_Exercise brief_
Please reproduce the stretch of records below, word for word, from the line that contains "Q: Point to one spot on each instance of the empty" through the end of the records.

Excerpts from location labeling data:
************

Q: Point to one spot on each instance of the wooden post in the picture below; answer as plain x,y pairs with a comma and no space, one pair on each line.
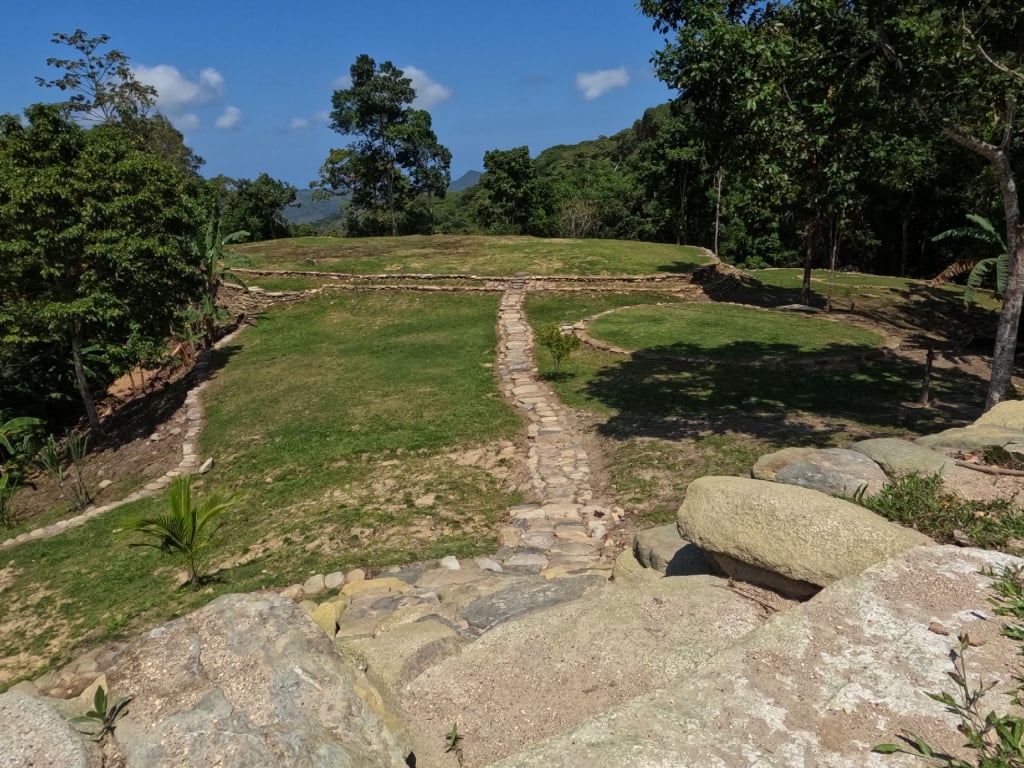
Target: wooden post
926,384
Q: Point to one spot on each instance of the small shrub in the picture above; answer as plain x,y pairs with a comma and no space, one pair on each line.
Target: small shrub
73,450
922,503
103,714
559,343
997,739
186,528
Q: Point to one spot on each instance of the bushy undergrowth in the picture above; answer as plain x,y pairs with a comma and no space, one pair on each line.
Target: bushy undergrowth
996,740
923,504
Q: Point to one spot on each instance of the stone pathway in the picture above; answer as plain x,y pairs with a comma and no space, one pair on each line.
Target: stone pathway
195,417
564,527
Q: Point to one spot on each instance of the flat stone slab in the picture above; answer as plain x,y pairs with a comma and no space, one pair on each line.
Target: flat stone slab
537,676
35,734
975,437
506,604
833,471
819,684
900,458
662,549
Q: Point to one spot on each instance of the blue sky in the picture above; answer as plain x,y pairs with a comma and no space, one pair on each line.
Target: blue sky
250,83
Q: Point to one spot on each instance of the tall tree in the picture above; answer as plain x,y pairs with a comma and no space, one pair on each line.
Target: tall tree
103,89
395,155
962,67
254,206
101,85
510,183
94,259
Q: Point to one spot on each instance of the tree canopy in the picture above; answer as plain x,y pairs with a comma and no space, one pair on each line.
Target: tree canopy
94,257
394,158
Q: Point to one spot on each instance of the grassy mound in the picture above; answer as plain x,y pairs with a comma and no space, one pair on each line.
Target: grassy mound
337,419
445,254
729,332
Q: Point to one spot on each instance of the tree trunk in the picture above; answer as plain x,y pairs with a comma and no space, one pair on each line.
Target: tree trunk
905,244
83,384
718,205
1006,332
1010,314
835,235
805,288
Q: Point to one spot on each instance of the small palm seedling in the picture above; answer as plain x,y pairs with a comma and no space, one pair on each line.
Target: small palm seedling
997,740
558,343
454,740
186,527
103,714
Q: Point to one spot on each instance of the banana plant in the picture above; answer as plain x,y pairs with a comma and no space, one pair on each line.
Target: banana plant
216,266
979,269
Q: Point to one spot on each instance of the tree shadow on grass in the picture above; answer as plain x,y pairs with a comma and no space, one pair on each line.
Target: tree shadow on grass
142,415
769,390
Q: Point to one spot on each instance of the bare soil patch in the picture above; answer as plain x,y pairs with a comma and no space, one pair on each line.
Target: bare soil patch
143,427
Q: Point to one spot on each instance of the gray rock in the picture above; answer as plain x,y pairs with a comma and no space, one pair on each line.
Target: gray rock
833,471
402,653
506,604
1007,414
975,437
35,734
797,532
662,549
819,684
314,585
544,673
249,681
901,458
334,581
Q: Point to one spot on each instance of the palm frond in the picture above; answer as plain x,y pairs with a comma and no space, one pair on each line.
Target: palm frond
998,265
954,270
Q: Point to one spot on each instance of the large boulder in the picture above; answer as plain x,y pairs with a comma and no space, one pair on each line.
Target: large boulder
975,437
538,675
833,471
34,733
819,684
900,458
1007,414
249,681
804,536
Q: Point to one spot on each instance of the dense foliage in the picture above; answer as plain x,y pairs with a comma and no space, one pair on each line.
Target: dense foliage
812,130
394,167
94,257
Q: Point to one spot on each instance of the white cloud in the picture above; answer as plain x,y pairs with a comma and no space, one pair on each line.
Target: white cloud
428,92
175,92
230,118
594,84
185,122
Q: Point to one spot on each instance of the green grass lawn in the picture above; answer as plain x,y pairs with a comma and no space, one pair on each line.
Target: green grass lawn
332,417
793,278
471,255
728,332
725,385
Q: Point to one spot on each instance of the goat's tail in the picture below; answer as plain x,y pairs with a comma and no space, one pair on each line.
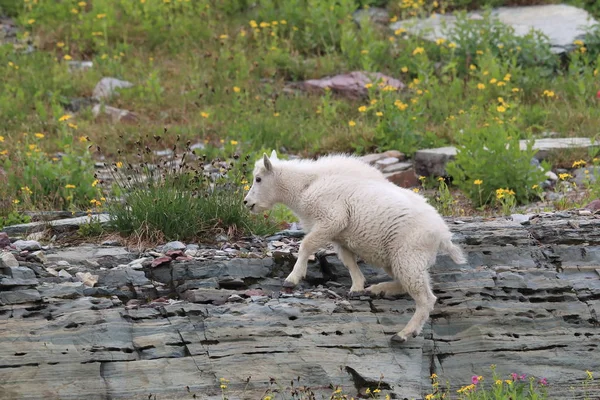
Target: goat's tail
455,252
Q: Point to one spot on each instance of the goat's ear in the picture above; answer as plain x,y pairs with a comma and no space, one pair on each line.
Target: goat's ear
268,165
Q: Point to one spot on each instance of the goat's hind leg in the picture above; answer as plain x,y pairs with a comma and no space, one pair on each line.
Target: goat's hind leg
417,285
349,260
393,288
318,237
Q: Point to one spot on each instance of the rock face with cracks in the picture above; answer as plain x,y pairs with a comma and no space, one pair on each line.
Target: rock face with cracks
528,301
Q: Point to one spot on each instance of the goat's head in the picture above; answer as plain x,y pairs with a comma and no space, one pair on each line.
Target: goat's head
262,195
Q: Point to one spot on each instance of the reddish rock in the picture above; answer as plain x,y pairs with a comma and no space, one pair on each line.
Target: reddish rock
160,261
351,85
254,292
405,179
4,240
594,205
174,253
395,153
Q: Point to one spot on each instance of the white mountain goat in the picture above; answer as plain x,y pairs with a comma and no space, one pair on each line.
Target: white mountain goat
387,226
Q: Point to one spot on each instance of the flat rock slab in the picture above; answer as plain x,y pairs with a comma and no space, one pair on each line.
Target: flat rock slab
432,162
528,301
561,23
59,225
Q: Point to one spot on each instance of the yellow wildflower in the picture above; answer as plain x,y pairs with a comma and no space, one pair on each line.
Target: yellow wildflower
400,105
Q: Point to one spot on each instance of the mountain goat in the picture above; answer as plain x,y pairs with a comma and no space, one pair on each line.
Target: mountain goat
361,214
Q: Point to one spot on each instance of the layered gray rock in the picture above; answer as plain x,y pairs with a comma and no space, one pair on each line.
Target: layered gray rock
527,301
562,24
432,162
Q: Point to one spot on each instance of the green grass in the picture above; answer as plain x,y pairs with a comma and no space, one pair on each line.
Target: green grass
215,72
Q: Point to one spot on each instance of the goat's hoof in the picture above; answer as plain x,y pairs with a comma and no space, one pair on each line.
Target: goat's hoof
288,285
354,294
398,339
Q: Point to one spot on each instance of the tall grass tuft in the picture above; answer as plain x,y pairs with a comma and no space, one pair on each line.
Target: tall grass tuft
179,195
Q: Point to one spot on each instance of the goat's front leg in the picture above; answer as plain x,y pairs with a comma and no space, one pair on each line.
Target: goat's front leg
318,237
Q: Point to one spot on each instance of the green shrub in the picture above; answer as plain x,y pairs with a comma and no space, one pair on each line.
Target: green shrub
489,158
37,179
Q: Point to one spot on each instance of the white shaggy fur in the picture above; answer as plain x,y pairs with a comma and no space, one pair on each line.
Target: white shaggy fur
361,214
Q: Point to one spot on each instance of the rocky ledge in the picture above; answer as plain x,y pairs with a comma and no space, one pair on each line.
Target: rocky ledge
105,323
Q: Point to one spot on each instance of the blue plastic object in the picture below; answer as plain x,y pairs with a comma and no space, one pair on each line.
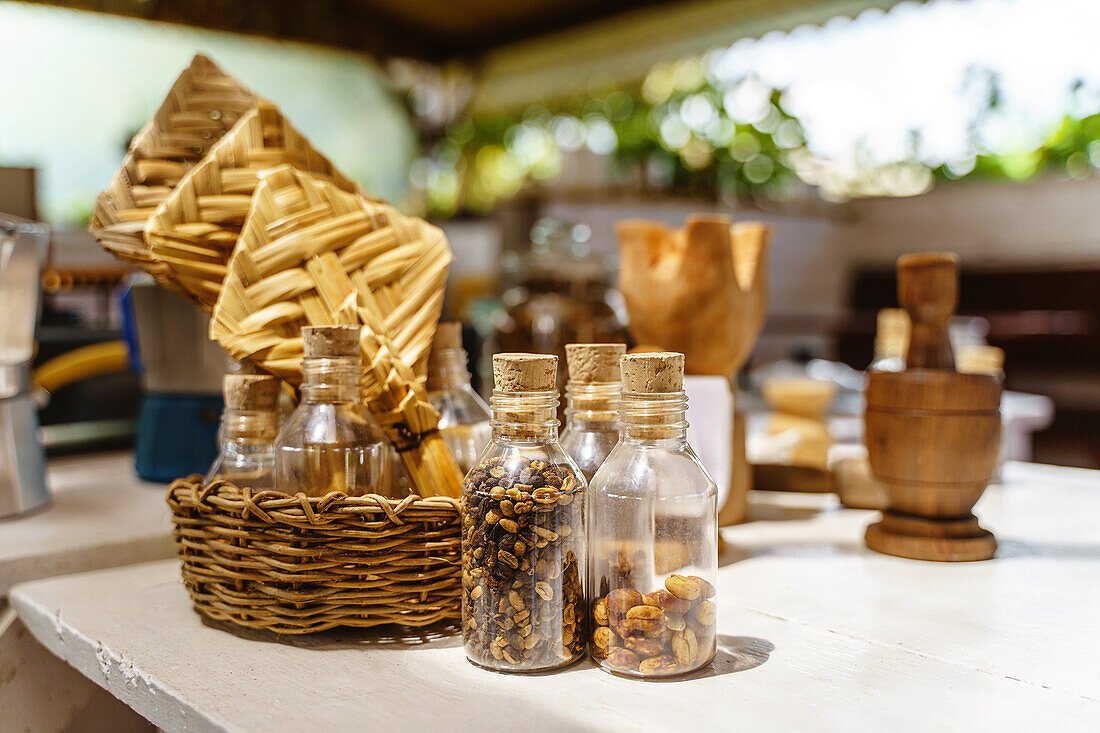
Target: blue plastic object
177,435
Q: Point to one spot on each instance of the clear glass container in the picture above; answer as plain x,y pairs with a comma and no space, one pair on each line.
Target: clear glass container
592,424
248,431
652,546
331,442
463,416
524,543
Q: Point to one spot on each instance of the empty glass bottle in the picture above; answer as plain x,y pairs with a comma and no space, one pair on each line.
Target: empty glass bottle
246,436
523,531
463,416
652,533
592,397
331,442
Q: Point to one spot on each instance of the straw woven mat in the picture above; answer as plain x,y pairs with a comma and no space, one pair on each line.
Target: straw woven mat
195,229
202,104
310,253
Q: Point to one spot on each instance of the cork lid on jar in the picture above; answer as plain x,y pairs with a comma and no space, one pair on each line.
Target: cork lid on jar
594,362
525,372
330,340
252,392
652,373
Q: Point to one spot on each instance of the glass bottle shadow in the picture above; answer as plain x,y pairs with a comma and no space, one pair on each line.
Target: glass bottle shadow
734,654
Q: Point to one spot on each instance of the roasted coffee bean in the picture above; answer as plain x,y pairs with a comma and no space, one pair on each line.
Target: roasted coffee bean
670,602
600,612
523,591
663,642
645,646
705,613
622,600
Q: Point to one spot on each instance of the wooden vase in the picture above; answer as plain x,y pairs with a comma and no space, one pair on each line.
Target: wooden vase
700,291
932,434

************

_Exercise solution_
Q: Point to one spot on each instance of the empty glass bottle in the picture above; answer as plain x,y pairs with a comma and no space, one pair on each line.
Target: empty glass bottle
246,436
523,531
463,416
652,533
592,397
331,442
Q: Point to one spot on each instance of the straw woven mat in the picture above; answer as plain x,y pairs with a comma and no space, one pair on each line.
Target: straw woven mat
195,229
202,104
310,253
Q: Point to one spot on each instance of the cork lid on jar in the picture above; answer as plain x,y pairs with a comma and no space, one pair on each line.
Target: cork lid on jar
594,362
525,372
330,340
252,392
652,373
Q: Point to one spot on each instance of the glass bottle shadow in the picture above; answer as plain x,y pairs with a comma and no space, one pair on each line.
Target: glass bottle shadow
734,654
Q: Point to one spot on each instance of the roasted coffee bean in the picture above; answer as plain x,y pairs with a comma and no space, one pair on each line.
Target: roasted coffee bean
670,602
600,612
523,591
663,642
645,646
705,613
622,600
Q: Point to one spot on each instance of the wooden vase in the picture above; answer as plain x,y pairs with a comma and no space, one pair on each line.
Target: wooden vase
700,291
932,434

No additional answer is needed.